>> Start Extracted data
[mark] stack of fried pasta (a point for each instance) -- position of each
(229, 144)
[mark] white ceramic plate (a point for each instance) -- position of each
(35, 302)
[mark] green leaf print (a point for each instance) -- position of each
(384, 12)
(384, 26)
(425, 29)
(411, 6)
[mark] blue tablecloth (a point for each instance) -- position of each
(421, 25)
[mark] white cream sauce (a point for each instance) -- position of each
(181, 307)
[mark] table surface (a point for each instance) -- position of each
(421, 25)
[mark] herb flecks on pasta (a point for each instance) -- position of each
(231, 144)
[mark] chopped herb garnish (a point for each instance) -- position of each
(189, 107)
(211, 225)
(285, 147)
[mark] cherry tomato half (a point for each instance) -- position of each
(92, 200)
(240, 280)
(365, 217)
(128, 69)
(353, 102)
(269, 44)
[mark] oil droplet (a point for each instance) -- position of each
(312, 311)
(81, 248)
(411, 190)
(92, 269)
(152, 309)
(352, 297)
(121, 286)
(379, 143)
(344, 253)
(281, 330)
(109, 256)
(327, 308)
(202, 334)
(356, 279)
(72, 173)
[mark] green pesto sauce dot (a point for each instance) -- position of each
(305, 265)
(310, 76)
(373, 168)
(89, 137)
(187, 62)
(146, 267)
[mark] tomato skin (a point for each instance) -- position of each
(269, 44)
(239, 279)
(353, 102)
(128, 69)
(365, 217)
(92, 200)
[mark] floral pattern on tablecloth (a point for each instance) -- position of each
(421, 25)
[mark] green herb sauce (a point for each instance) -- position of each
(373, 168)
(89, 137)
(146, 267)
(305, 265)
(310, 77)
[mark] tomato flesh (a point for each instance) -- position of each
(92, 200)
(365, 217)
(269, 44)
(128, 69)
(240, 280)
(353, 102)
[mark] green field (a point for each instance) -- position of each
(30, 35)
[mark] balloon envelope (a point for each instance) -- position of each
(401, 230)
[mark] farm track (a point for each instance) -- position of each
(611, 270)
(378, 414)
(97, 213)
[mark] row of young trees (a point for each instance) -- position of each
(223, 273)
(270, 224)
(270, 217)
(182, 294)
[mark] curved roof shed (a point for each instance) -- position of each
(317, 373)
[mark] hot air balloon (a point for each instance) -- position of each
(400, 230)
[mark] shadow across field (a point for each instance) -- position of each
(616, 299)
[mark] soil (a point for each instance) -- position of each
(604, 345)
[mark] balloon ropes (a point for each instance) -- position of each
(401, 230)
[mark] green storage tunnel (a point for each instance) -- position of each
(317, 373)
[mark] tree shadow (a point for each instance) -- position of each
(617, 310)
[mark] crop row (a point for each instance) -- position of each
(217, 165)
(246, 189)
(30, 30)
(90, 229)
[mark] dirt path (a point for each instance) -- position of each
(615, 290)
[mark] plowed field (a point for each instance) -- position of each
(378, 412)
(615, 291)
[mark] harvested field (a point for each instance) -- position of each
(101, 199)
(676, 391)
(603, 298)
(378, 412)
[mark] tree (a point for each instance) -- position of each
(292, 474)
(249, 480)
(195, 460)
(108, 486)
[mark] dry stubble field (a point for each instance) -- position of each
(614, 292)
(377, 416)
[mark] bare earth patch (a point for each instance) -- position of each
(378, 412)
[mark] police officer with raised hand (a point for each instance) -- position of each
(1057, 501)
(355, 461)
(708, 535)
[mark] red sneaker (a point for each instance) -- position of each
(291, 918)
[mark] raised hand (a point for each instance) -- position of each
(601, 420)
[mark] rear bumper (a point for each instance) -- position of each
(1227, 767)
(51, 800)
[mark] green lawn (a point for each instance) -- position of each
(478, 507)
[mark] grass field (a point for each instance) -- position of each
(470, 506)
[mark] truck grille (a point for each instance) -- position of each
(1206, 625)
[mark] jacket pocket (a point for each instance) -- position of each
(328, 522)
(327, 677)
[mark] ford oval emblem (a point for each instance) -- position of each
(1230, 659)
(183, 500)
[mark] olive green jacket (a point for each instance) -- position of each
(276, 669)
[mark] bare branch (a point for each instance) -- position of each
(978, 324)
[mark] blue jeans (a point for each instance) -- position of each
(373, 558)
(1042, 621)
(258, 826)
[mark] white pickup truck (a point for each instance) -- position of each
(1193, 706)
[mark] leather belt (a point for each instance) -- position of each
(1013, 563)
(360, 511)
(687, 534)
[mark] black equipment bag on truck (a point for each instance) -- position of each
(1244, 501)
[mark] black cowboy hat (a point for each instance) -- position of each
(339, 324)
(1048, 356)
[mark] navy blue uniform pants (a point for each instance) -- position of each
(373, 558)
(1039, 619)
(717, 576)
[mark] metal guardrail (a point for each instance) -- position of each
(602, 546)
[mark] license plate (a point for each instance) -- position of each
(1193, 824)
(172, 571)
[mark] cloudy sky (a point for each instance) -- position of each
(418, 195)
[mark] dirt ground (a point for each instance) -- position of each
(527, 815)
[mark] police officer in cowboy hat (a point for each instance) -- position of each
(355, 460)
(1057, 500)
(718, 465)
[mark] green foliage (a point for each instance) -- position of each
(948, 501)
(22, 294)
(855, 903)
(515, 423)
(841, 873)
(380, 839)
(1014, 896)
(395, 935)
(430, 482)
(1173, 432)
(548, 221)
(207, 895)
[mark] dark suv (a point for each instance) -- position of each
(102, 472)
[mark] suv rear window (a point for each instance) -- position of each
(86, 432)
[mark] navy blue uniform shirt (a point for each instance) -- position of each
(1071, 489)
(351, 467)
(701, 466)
>> End Extracted data
> Work instructions
Recast the material above as a Markdown table with the columns Row and Entry. Put a running line number under Row and each line under Entry, and omit any blank lines.

> Reply to the task
| Row | Entry |
|---|---|
| 1 | [mark] stack of fried pasta (a point for each instance) -- position of each |
| 2 | (229, 144) |
| 3 | [mark] white ceramic plate (a point for each instance) -- position of each |
| 4 | (35, 302) |
| 5 | [mark] green leaf print (a point for each instance) -- position of each |
| 6 | (384, 12) |
| 7 | (384, 26) |
| 8 | (425, 29) |
| 9 | (411, 6) |
| 10 | [mark] blue tablecloth (a point for each instance) -- position of each |
| 11 | (421, 25) |
| 12 | [mark] white cream sauce (a point for each instance) -- position of each |
| 13 | (181, 307) |
| 14 | [mark] table surface (a point for each instance) -- position of each |
| 15 | (421, 25) |
| 16 | [mark] herb flecks on pasta (a point for each instance) -- position of each |
| 17 | (231, 144) |
| 18 | [mark] chopped herb garnish (a point for each instance) -- position of each |
| 19 | (189, 107) |
| 20 | (211, 225) |
| 21 | (285, 147) |
| 22 | [mark] cherry tomato half (a point for each instance) -- position of each |
| 23 | (92, 200) |
| 24 | (240, 280) |
| 25 | (365, 217) |
| 26 | (128, 69) |
| 27 | (353, 102) |
| 28 | (269, 44) |
| 29 | [mark] oil droplet (a point for each instance) -- position of each |
| 30 | (312, 311) |
| 31 | (81, 248) |
| 32 | (411, 190) |
| 33 | (92, 269) |
| 34 | (152, 309) |
| 35 | (352, 297) |
| 36 | (121, 286) |
| 37 | (379, 143) |
| 38 | (344, 253) |
| 39 | (281, 330) |
| 40 | (109, 256) |
| 41 | (327, 308) |
| 42 | (202, 334) |
| 43 | (356, 279) |
| 44 | (72, 173) |
| 45 | [mark] green pesto sauce dot (a point for each instance) -- position of each |
| 46 | (305, 265) |
| 47 | (310, 76) |
| 48 | (373, 168) |
| 49 | (89, 137) |
| 50 | (187, 62) |
| 51 | (146, 267) |
| 52 | [mark] tomato skin (a point for each instance) -- position of each |
| 53 | (269, 44) |
| 54 | (239, 279) |
| 55 | (353, 102) |
| 56 | (128, 69) |
| 57 | (365, 217) |
| 58 | (92, 200) |
| 59 | [mark] floral pattern on tablecloth (a point for each instance) -- position of each |
| 60 | (421, 25) |
| 61 | [mark] green herb sauce (a point for each instance) -- position of each |
| 62 | (373, 168) |
| 63 | (89, 137) |
| 64 | (146, 267) |
| 65 | (305, 265) |
| 66 | (310, 77) |
| 67 | [mark] tomato flesh (a point for each instance) -- position of each |
| 68 | (92, 200) |
| 69 | (365, 217) |
| 70 | (269, 44) |
| 71 | (128, 69) |
| 72 | (240, 280) |
| 73 | (353, 102) |
| 74 | [mark] green field (a point for each instance) -- position of each |
| 75 | (30, 35) |
| 76 | [mark] balloon envelope (a point for each instance) -- position of each |
| 77 | (401, 230) |
| 78 | [mark] farm track (a point for each instance) -- position of each |
| 79 | (611, 270) |
| 80 | (378, 414) |
| 81 | (97, 213) |
| 82 | [mark] row of young trees (a point for each instance) -- position of each |
| 83 | (223, 273) |
| 84 | (270, 224) |
| 85 | (270, 217) |
| 86 | (182, 294) |
| 87 | [mark] curved roof shed (a point for each instance) -- position of each |
| 88 | (317, 373) |
| 89 | [mark] hot air balloon (a point for each instance) -- position of each |
| 90 | (400, 230) |
| 91 | [mark] shadow across field (a point for each instance) -- position of each |
| 92 | (616, 299) |
| 93 | [mark] soil (a point for each instance) -- position of each |
| 94 | (604, 345) |
| 95 | [mark] balloon ropes (a point for each instance) -- position of each |
| 96 | (401, 230) |
| 97 | [mark] green storage tunnel (a point for each instance) -- position of each |
| 98 | (317, 373) |
| 99 | [mark] tree shadow (a point for each instance) -- position of each |
| 100 | (617, 310) |
| 101 | [mark] crop row (a point for each instance) -- position of each |
| 102 | (217, 165) |
| 103 | (246, 189) |
| 104 | (30, 30) |
| 105 | (90, 229) |
| 106 | [mark] dirt path (a point for each instance) -- position of each |
| 107 | (615, 290) |
| 108 | [mark] plowed field (a point for each instance) -- position of each |
| 109 | (378, 412) |
| 110 | (615, 291) |
| 111 | [mark] harvested field (a point for each instance) -- position of each |
| 112 | (101, 199) |
| 113 | (676, 391) |
| 114 | (603, 298) |
| 115 | (378, 412) |
| 116 | [mark] tree (a point for each instance) -- position of each |
| 117 | (292, 474) |
| 118 | (249, 480) |
| 119 | (195, 460) |
| 120 | (108, 486) |
| 121 | [mark] dry stubble field (a point for each instance) -- position of each |
| 122 | (614, 292) |
| 123 | (377, 416) |
| 124 | [mark] bare earth patch (a point for each instance) -- position of each |
| 125 | (378, 412) |
| 126 | [mark] police officer with raised hand (a point for each instance) -- position of each |
| 127 | (1057, 501) |
| 128 | (355, 461) |
| 129 | (708, 535) |
| 130 | [mark] red sneaker (a point for each instance) -- position of each |
| 131 | (291, 918) |
| 132 | [mark] raised hand (a point for each instance) -- position of each |
| 133 | (601, 420) |
| 134 | [mark] rear bumper (a point for each instance) -- position of each |
| 135 | (1227, 767) |
| 136 | (51, 800) |
| 137 | [mark] green lawn (a point for each instance) -- position of each |
| 138 | (478, 507) |
| 139 | [mark] grass field (a point for each instance) -- position of each |
| 140 | (470, 506) |
| 141 | [mark] truck grille (a point for each instance) -- position of each |
| 142 | (1206, 625) |
| 143 | [mark] jacket pocket (a point for each instance) -- position of each |
| 144 | (328, 522) |
| 145 | (327, 677) |
| 146 | [mark] ford oval emblem (a point for each instance) -- position of each |
| 147 | (1230, 659) |
| 148 | (183, 500) |
| 149 | [mark] olive green jacket (a point for each instance) -- position of each |
| 150 | (276, 669) |
| 151 | [mark] bare branch (a point for each instance) -- position of each |
| 152 | (978, 324) |
| 153 | [mark] blue jeans (a point for each instance) -- position of each |
| 154 | (373, 558) |
| 155 | (1042, 621) |
| 156 | (258, 826) |
| 157 | [mark] white pickup truck (a point for each instance) -- position of each |
| 158 | (1193, 706) |
| 159 | [mark] leather belt (a point for each instance) -- position of each |
| 160 | (1013, 563) |
| 161 | (360, 511) |
| 162 | (687, 534) |
| 163 | [mark] black equipment bag on truck (a point for each instance) -- position of each |
| 164 | (1244, 501) |
| 165 | [mark] black cowboy hat (a point for each instance) -- position of each |
| 166 | (339, 324) |
| 167 | (1048, 356) |
| 168 | [mark] navy blue uniform pants (a point for each instance) -- position of each |
| 169 | (373, 558) |
| 170 | (1039, 619) |
| 171 | (717, 576) |
| 172 | [mark] metal guardrail (a point for each instance) -- position of each |
| 173 | (602, 546) |
| 174 | [mark] license plate (a point for each instance) -- position of each |
| 175 | (1193, 824) |
| 176 | (172, 571) |
| 177 | [mark] cloudy sky (a point for each instance) -- position of each |
| 178 | (418, 195) |
| 179 | [mark] dirt ground (a point for each instance) -- position of each |
| 180 | (527, 815) |
| 181 | [mark] police officer in cowboy hat (a point for each instance) -- position of each |
| 182 | (355, 460) |
| 183 | (1057, 500) |
| 184 | (718, 465) |
| 185 | [mark] green foliage (a point for each instance) -- position of each |
| 186 | (948, 501) |
| 187 | (22, 294) |
| 188 | (855, 903) |
| 189 | (515, 423) |
| 190 | (841, 873) |
| 191 | (380, 839) |
| 192 | (1014, 896) |
| 193 | (395, 935) |
| 194 | (430, 482) |
| 195 | (1173, 432) |
| 196 | (548, 221) |
| 197 | (207, 895) |
| 198 | [mark] dark suv (a point for each instance) -- position of each |
| 199 | (102, 472) |
| 200 | [mark] suv rear window (a point for each instance) -- position of each |
| 201 | (86, 432) |
| 202 | [mark] navy blue uniform shirt (a point for each instance) -- position of each |
| 203 | (1071, 489) |
| 204 | (351, 467) |
| 205 | (701, 466) |